* [Source]:

Friday, July 31, 2009

Phone, and cleaning

The landline was turned on today (to the carriage house) and, of course, the wire needed a little work. And it turned out that:
  • Two wires had come loose in the inside terminal box
  • The terminal box itself predated the new wiring, and so its cover could not be removed until I unstapled the arm-thick 50A-rated 6-3 cable to the stove and moved it out of the way
  • Where the phone line (and an old cable wire) enter the carriage house, there is an inch-wide gaping hole to the outside with no attempt to insulate or seal.

So it was par for the course. I moved the inside terminal box (shown in the photo in its new position), restripped and fastened the phone wires, restapled the stove cable, and vowed to visit that wire entry on my Big Sealing Project later this month.

Cleaning: the last of the major carriage house cleaning is now complete, after today's marathon push to finish the mopping of the ceiling and walls in the front room. I still don't really want to know what process could have scattered organic material so thoroughly and with such even distribution onto the walls and ceilings here; I am merely grateful that it comes off this excellent enamel paint so easily.

So. Progress today, however slight.

Tuesday, July 28, 2009

Updated plan

Fourth post today: I know the planning posts are less fun, but for me they're the most useful, because they're my actual to-do lists I'm working from. The carriage house livability point is still the focus, although we're moving in on the big house, too, at this point (the books are living there, after all, and the WiFi access point).

  1. Carriage house livability

    • Garage area livability
      • Remove superfluous fiberglass insulation from the ceiling and around heating ducts (we're going to heat the garage area, after all; we're living in it)
      • Drywall the south wall where the garage door used to be
      • Caulk everywhere, the previous owners had no idea about winterizing, it drives me berzerk, there's daylight all over the place
      • Some plaster patching where it'll do some good
      • More paint

    • Bathroom
      • Attach and plumb vanity
      • Touch up paint on walls and paint the trim

    • Windows
      • Front windows
      • Remaining two 28"x54" (kitchen and bathroom)
      • Trim on bedroom window and window 2

    • Cleaning
      • Finish mopping ceiling and walls in front room

  2. Big house

    • Some more plumbing, perhaps the upstairs bathrooms
    • Cleaning
    • Winterization, a lengthy process
    • Heat

That's a pretty truncated big house list, but it's all still vague and just looming on the horizon.

Book storage

So here's the first actual use of the big house for anything: the books are in the parlor. I'm telling people that we have a 760 square foot apartment with roughly 8000 square feet of storage.

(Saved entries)
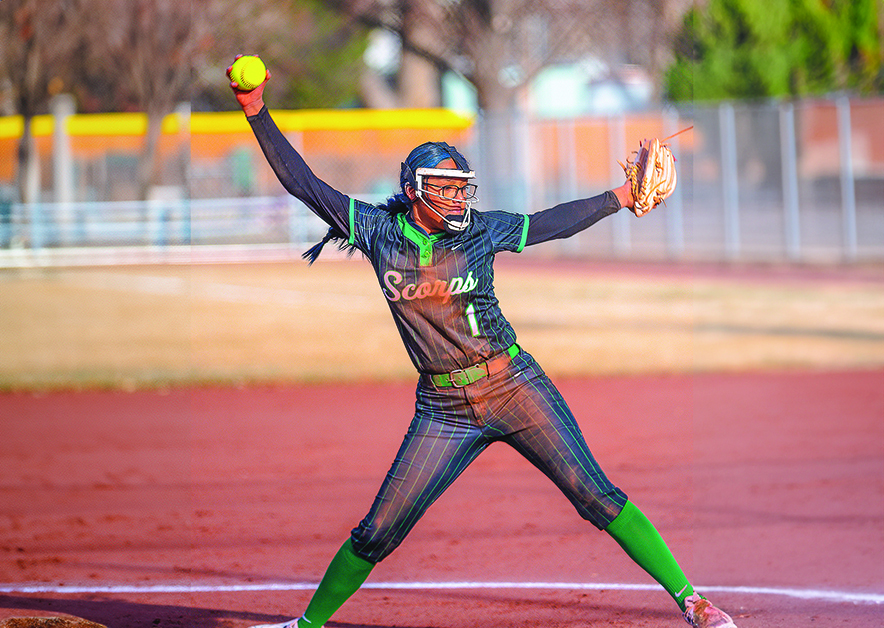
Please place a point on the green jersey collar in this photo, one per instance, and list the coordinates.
(423, 241)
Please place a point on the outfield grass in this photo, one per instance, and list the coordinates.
(130, 327)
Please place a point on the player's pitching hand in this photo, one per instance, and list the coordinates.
(251, 100)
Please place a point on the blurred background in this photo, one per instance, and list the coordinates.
(120, 140)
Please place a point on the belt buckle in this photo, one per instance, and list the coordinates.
(454, 376)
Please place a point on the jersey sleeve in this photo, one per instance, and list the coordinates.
(297, 178)
(508, 231)
(364, 222)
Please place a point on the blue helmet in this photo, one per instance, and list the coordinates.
(422, 162)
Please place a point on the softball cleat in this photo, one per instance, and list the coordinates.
(286, 624)
(700, 613)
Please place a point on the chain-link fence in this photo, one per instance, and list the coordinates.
(800, 181)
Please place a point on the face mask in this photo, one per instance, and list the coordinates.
(465, 194)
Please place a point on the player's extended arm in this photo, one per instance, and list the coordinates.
(295, 175)
(288, 165)
(563, 221)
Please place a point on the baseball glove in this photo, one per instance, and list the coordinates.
(651, 174)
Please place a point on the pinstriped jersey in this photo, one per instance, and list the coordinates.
(440, 287)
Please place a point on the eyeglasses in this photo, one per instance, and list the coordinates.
(450, 192)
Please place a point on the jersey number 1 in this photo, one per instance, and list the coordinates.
(471, 319)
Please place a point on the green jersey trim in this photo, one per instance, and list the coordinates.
(524, 235)
(423, 242)
(352, 239)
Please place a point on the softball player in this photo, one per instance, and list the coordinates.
(433, 256)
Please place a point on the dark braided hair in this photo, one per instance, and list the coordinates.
(427, 155)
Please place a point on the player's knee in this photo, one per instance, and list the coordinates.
(374, 542)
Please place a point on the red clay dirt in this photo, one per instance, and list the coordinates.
(756, 480)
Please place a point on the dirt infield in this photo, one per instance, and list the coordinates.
(152, 476)
(128, 327)
(219, 507)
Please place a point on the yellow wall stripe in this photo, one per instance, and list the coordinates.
(99, 124)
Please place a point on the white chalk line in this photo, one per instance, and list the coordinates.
(802, 594)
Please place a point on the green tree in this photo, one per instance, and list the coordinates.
(777, 48)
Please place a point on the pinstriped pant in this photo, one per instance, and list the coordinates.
(451, 427)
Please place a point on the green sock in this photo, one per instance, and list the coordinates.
(344, 576)
(641, 541)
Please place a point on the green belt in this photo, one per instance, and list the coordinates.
(463, 377)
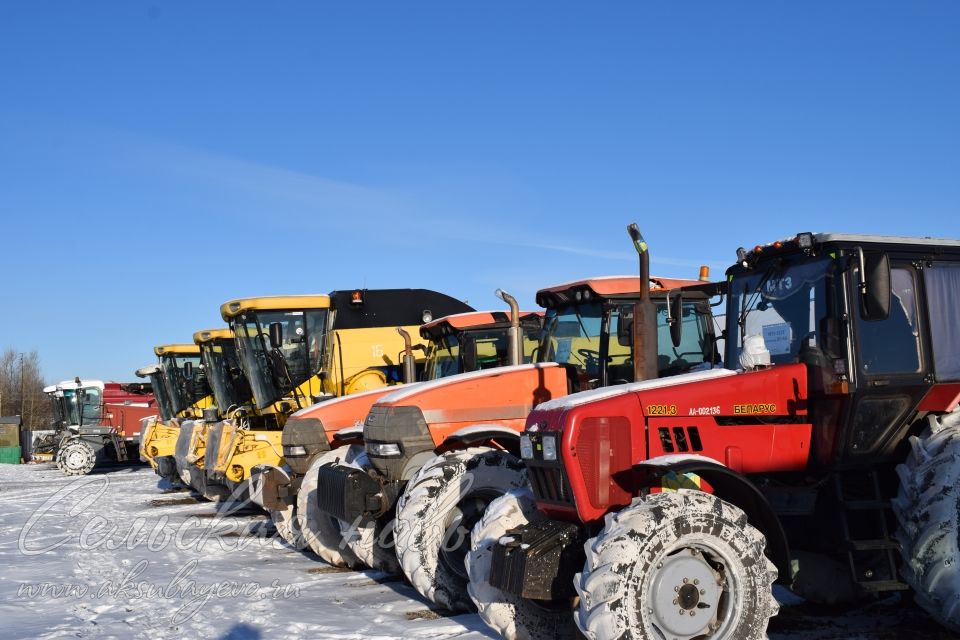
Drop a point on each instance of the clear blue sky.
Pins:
(157, 159)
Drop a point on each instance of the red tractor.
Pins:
(668, 508)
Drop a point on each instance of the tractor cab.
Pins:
(588, 329)
(474, 341)
(869, 316)
(185, 381)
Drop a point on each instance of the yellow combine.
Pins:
(299, 350)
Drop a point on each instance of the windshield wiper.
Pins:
(747, 305)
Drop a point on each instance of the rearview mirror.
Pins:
(875, 300)
(676, 318)
(276, 335)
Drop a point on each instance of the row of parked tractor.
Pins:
(639, 458)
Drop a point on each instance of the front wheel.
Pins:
(77, 458)
(676, 565)
(437, 512)
(321, 531)
(511, 616)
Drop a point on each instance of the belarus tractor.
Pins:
(188, 397)
(436, 454)
(299, 350)
(98, 422)
(458, 343)
(669, 508)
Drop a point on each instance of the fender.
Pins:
(735, 489)
(479, 433)
(348, 435)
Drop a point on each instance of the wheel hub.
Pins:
(684, 596)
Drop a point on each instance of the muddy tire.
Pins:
(320, 531)
(76, 458)
(676, 565)
(437, 512)
(927, 507)
(511, 616)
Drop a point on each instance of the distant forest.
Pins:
(21, 389)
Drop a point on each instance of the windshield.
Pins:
(273, 373)
(162, 396)
(473, 350)
(183, 392)
(221, 363)
(783, 305)
(595, 339)
(90, 399)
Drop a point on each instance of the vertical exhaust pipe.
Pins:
(644, 315)
(514, 337)
(409, 362)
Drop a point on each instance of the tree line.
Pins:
(21, 389)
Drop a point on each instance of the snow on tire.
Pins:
(437, 512)
(511, 616)
(77, 458)
(927, 507)
(676, 565)
(320, 531)
(288, 526)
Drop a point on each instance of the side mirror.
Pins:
(676, 318)
(276, 335)
(875, 287)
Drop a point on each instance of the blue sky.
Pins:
(157, 159)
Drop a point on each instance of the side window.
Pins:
(943, 299)
(893, 345)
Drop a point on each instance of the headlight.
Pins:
(296, 450)
(549, 447)
(526, 448)
(384, 449)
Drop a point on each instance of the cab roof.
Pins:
(208, 335)
(233, 308)
(176, 349)
(473, 319)
(605, 287)
(813, 242)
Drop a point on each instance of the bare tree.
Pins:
(21, 389)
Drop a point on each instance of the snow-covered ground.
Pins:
(114, 555)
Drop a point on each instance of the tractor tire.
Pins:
(437, 512)
(77, 458)
(928, 514)
(288, 526)
(676, 565)
(321, 531)
(511, 616)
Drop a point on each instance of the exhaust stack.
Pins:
(409, 362)
(514, 337)
(644, 315)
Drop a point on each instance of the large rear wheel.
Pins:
(77, 458)
(927, 507)
(678, 565)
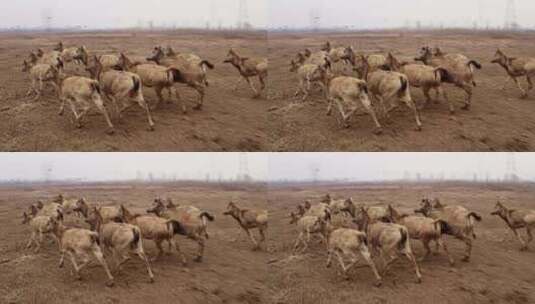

* [Stated task]:
Copy the stretch of the blog post from "So it was par" through "today, however slight.", word for word.

* [Response]:
So it was par for the course. I moved the inside terminal box (shown in the photo in its new position), restripped and fastened the phone wires, restapled the stove cable, and vowed to visit that wire entry on my Big Sealing Project later this month.

Cleaning: the last of the major carriage house cleaning is now complete, after today's marathon push to finish the mopping of the ceiling and walls in the front room. I still don't really want to know what process could have scattered organic material so thoroughly and with such even distribution onto the walls and ceilings here; I am merely grateful that it comes off this excellent enamel paint so easily.

So. Progress today, however slight.